The negatives of Carbon Capture and Storage

The negatives of Carbon Capture and Storage

Earlier this months Aberdeenshire Council approved the construction of a Carbon Capture and Storage facility at Peterhead. one of the first of its kind. This facility will pump millions of tonnes of CO2 back into depleted gas wells in the North Sea. There was little protest, with many praising the project’s potential to create jobs in the area and reduce CO2 emissions. Leader of the SNP Nicola Sturgeon said it was a “big opportunity for Scotland”. There was however, little discussion about the potential negative effects of such a project and little debate as to whether encouraging continued use of fossil fuels is really a sustainable approach.

• Provided data:
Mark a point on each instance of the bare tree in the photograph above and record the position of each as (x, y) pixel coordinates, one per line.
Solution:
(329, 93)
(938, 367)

• Questions on the material:
• 1. Set down the stretch of the carbon capture article from "Earlier this months" through "a sustainable approach.".
• 2. Resume the carbon capture article where it stops.

• Answer section:
• 1.
Earlier this months Aberdeenshire Council approved the construction of a Carbon Capture and Storage facility at Peterhead. one of the first of its kind. This facility will pump millions of tonnes of CO2 back into depleted gas wells in the North Sea. There was little protest, with many praising the project’s potential to create jobs in the area and reduce CO2 emissions. Leader of the SNP Nicola Sturgeon said it was a “big opportunity for Scotland”. There was however, little discussion about the potential negative effects of such a project and little debate as to whether encouraging continued use of fossil fuels is really a sustainable approach.

• 2.
Plants fitted with Carbon Capture and Storage (CCS) capabilities require 15-25% more energy than conventional plants. This additional energy use can increase emissions indirectly, such as emissions caused by the extraction and transportation of this additional fuel. The technology used in CCS can also increase certain aspects of air pollution. Particulate matter and Nitrogen Oxide are both predicted to increase due to the additional fuel consumption. Ammonia is expected to increase by more than 3 times current levels from energy plants, due to the degradation of the solvents in the process of capturing Carbon. Ammonia can lead to acidification and Eutrophication as well as forming particular matter in the atmosphere. Particulate matter is considered by the World Health Organisation to be the deadliest form of air pollution due to its ability to enter the respiratory system. Some of the potential effects can include DNA mutations (which can lead to cancer), heart attacks, respiratory illness and premature death. The overall increase in Ammonia is likely to be small overall as the agricultural sector is by far the biggest emitter, however it is still important to consider these consequences when there are safer alternatives available.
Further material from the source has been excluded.